WORK INSTRUCTIONS
1. Answer these questions from the article on gut bacteria and osteoarthritis:
(a) How many people in the US does osteoarthritis affect?
(b) How many weeks of the high-fat diet made the mice obese and diabetic?
(c) What prebiotic was added to the high-fat diet of the obese mice?
2. Rewrite the article on gut bacteria and osteoarthritis from "Osteoarthritis, a common" to "and milkshake' diet.", swapping "mice" for "rats" throughout.

PROVIDED TEXT
========================
Gut microbiome may be causing Osteoarthritis in obese patients
Bacteria present in the intestine called gut microbiome could be the reason behind arthritis and joint pain that affects people who are obese.
Osteoarthritis, a common side effect of obesity, is the greatest cause of disability in the US, affecting 31 million people.Osteoarthritis (OA) affects about 4-6% of adult population and is mentioned as one of the top 5 chronic diseases in India. It is a common, age-related, chronic and slowly progressive joint disorder which ultimately leads to joint failure
Researchers at the University of Rochester Medical Center provided the first evidence that bacteria present in the gut could play a vital role to cause osteoarthritis.
Bacteria present in the intestine called gut microbiome could be the reason behind arthritis and joint pain that affects people who are obese.
Michael Zuscik and his colleagues fed mice a high-fat diet akin to a Western 'cheeseburger and milkshake' diet.
Just 12 weeks of the high fat diet made mice obese and diabetic, nearly doubling their body fat percentage compared to mice fed a low fat, healthy diet. Their colons were dominated by pro-inflammatory bacteria, and almost completely lacked certain beneficial, probiotic bacteria, like the common yogurt additive Bifidobateria.
The changes in the gut microbiomes of the mice coincided with signs of body-wide inflammation, including in their knees where the researchers induced osteoarthritis with a meniscal tear, a common athletic injury known to cause osteoarthritis. Compared to lean mice, osteoarthritis progressed much more quickly in the obese mice, with nearly all of their cartilage disappearing within 12 weeks of the tear.
"Cartilage is both a cushion and lubricant, supporting friction-free joint movements," said Zuscik. "When you lose that, it's bone on bone, rock on rock. It's the end of the line and you have to replace the whole joint. Preventing that from happening is what we, as osteoarthritis researchers, strive to do -- to keep that cartilage."
The effects of obesity on gut bacteria, inflammation, and osteoarthritis were completely prevented when the high fat diet of obese mice was supplemented with a common prebiotic,called oligofructose. The knee cartilage of obese mice who ate the oligofructose supplement was indistinguishable from that of the lean mice.
========================
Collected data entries

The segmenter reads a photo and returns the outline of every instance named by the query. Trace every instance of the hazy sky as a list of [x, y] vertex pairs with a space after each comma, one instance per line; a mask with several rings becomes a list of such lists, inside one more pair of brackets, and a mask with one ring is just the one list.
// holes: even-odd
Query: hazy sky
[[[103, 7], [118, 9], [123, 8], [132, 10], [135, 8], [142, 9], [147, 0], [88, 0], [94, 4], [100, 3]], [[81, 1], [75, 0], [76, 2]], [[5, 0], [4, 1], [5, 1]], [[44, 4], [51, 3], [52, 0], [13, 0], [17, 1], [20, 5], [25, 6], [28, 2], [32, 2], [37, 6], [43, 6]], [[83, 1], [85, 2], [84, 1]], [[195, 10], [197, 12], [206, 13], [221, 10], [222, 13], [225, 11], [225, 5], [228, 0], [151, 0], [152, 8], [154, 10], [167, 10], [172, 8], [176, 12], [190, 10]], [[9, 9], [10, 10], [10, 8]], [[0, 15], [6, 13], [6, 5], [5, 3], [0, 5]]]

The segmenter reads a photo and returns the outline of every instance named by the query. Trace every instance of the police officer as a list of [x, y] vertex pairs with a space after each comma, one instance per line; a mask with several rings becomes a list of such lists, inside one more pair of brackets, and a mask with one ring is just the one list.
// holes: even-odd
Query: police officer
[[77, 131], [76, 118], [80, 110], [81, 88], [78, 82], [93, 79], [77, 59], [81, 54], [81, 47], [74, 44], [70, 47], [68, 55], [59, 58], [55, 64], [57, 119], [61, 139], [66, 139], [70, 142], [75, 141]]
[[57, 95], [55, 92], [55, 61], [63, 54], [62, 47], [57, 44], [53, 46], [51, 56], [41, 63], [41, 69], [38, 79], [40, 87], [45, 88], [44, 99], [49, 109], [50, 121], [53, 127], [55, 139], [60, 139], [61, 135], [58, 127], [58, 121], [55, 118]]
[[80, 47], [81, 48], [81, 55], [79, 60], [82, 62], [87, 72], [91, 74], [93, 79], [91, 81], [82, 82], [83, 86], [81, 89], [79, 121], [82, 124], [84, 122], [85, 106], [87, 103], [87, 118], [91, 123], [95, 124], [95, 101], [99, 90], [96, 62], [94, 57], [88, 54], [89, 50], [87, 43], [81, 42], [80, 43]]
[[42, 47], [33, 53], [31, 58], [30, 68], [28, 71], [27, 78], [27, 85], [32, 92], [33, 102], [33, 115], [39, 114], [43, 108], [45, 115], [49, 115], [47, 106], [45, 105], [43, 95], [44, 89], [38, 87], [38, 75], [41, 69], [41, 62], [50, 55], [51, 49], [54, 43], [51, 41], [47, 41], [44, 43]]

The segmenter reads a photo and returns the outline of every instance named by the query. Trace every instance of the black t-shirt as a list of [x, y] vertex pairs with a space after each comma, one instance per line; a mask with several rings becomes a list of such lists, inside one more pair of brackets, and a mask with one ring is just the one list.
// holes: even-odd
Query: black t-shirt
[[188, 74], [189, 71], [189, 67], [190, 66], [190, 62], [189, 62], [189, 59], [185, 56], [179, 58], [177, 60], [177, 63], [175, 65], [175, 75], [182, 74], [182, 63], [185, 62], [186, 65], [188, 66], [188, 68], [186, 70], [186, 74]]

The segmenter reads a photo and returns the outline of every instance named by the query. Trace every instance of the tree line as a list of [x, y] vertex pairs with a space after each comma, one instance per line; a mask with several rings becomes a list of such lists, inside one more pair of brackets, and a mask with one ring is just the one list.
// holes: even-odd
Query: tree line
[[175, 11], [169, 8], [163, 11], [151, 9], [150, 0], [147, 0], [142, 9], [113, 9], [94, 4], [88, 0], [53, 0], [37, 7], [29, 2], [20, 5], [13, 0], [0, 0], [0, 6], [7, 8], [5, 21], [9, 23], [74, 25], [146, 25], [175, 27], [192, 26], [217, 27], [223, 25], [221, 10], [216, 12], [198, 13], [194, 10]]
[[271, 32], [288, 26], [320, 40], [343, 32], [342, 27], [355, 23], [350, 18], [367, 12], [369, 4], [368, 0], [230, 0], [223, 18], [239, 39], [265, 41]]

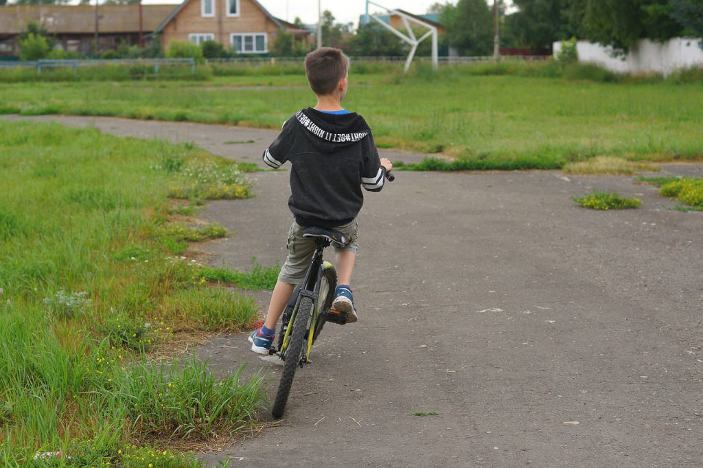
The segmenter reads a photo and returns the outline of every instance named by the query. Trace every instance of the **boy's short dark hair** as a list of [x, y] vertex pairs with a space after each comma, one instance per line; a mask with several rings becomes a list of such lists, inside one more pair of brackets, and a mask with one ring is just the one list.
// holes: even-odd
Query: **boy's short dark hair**
[[333, 47], [322, 47], [305, 56], [305, 74], [315, 94], [332, 94], [347, 76], [349, 58]]

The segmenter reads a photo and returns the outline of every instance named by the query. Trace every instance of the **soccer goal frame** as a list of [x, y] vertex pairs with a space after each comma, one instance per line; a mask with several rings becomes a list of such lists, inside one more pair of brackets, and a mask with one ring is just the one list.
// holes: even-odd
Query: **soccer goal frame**
[[[386, 22], [378, 15], [369, 15], [368, 14], [368, 6], [373, 5], [374, 6], [378, 6], [380, 8], [383, 8], [386, 11], [388, 14], [388, 22]], [[396, 30], [390, 25], [390, 19], [394, 16], [397, 15], [400, 17], [403, 22], [403, 25], [405, 26], [406, 31], [407, 31], [407, 35], [401, 32], [400, 30]], [[430, 25], [429, 22], [426, 22], [420, 20], [414, 16], [411, 16], [399, 10], [395, 10], [392, 8], [387, 8], [382, 5], [379, 5], [378, 4], [371, 1], [370, 0], [366, 0], [366, 18], [370, 18], [372, 20], [380, 24], [383, 27], [386, 28], [396, 36], [403, 39], [404, 41], [407, 42], [411, 46], [410, 49], [410, 53], [408, 54], [408, 59], [405, 61], [404, 71], [407, 72], [408, 70], [410, 68], [410, 64], [413, 62], [413, 58], [415, 57], [415, 53], [418, 50], [418, 46], [420, 42], [424, 41], [428, 37], [432, 37], [432, 68], [437, 70], [439, 66], [439, 59], [438, 59], [438, 52], [437, 52], [437, 28], [434, 26]], [[420, 36], [418, 39], [415, 35], [415, 32], [413, 31], [413, 28], [411, 27], [411, 23], [421, 26], [423, 27], [426, 27], [429, 30], [426, 33]]]

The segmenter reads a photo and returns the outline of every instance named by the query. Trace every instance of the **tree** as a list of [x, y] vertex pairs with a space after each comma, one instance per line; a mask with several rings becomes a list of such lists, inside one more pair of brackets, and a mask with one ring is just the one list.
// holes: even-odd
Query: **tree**
[[[576, 0], [573, 0], [576, 1]], [[643, 37], [665, 41], [682, 27], [672, 17], [671, 0], [586, 0], [586, 39], [626, 53]]]
[[493, 13], [485, 0], [459, 0], [447, 5], [440, 22], [445, 40], [462, 55], [487, 56], [493, 51]]
[[329, 10], [322, 12], [322, 45], [325, 47], [342, 46], [344, 25], [335, 22], [335, 17]]
[[40, 25], [36, 21], [30, 21], [27, 23], [27, 28], [20, 33], [20, 44], [21, 44], [22, 41], [28, 38], [30, 34], [43, 37], [46, 41], [46, 46], [49, 47], [49, 51], [53, 49], [56, 45], [56, 40], [49, 35], [49, 31], [44, 27], [44, 24]]
[[[670, 15], [683, 30], [682, 35], [703, 38], [703, 0], [671, 0]], [[698, 44], [703, 48], [703, 41]]]
[[30, 32], [20, 41], [20, 60], [38, 60], [49, 55], [49, 50], [46, 38]]
[[576, 34], [565, 15], [565, 0], [513, 0], [518, 11], [505, 18], [506, 32], [520, 46], [538, 52], [551, 49], [555, 41]]

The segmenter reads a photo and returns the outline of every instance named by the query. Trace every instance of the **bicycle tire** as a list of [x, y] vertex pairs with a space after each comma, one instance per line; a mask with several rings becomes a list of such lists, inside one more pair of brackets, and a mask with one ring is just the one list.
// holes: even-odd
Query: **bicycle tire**
[[[322, 272], [322, 281], [326, 281], [329, 285], [329, 288], [327, 290], [325, 297], [321, 296], [318, 299], [319, 314], [318, 315], [317, 323], [315, 325], [315, 332], [313, 334], [313, 344], [315, 343], [317, 337], [320, 336], [320, 332], [322, 331], [323, 327], [325, 326], [325, 323], [327, 322], [327, 320], [322, 316], [322, 313], [329, 311], [330, 308], [332, 307], [333, 301], [335, 300], [335, 288], [337, 287], [337, 271], [332, 268], [325, 269]], [[323, 285], [321, 283], [321, 292], [322, 290]]]
[[[288, 401], [288, 394], [293, 383], [295, 371], [300, 363], [303, 350], [307, 350], [305, 344], [305, 329], [307, 327], [308, 319], [312, 313], [313, 302], [309, 297], [303, 297], [300, 300], [298, 311], [295, 314], [293, 323], [293, 331], [290, 334], [290, 343], [285, 351], [285, 361], [283, 364], [283, 373], [278, 383], [278, 391], [276, 394], [276, 401], [271, 414], [278, 419], [283, 415], [285, 404]], [[290, 326], [290, 325], [289, 325]]]

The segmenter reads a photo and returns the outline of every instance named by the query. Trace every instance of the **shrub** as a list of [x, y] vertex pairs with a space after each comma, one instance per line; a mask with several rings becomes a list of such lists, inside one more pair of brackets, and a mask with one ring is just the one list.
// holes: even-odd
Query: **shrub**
========================
TASK-BY-TASK SOLUTIONS
1.
(a) 31 million people
(b) 12 weeks
(c) Oligofructose

2.
Osteoarthritis, a common side effect of obesity, is the greatest cause of disability in the US, affecting 31 million people.Osteoarthritis (OA) affects about 4-6% of adult population and is mentioned as one of the top 5 chronic diseases in India. It is a common, age-related, chronic and slowly progressive joint disorder which ultimately leads to joint failure
Researchers at the University of Rochester Medical Center provided the first evidence that bacteria present in the gut could play a vital role to cause osteoarthritis.
Bacteria present in the intestine called gut microbiome could be the reason behind arthritis and joint pain that affects people who are obese.
Michael Zuscik and his colleagues fed rats a high-fat diet akin to a Western 'cheeseburger and milkshake' diet.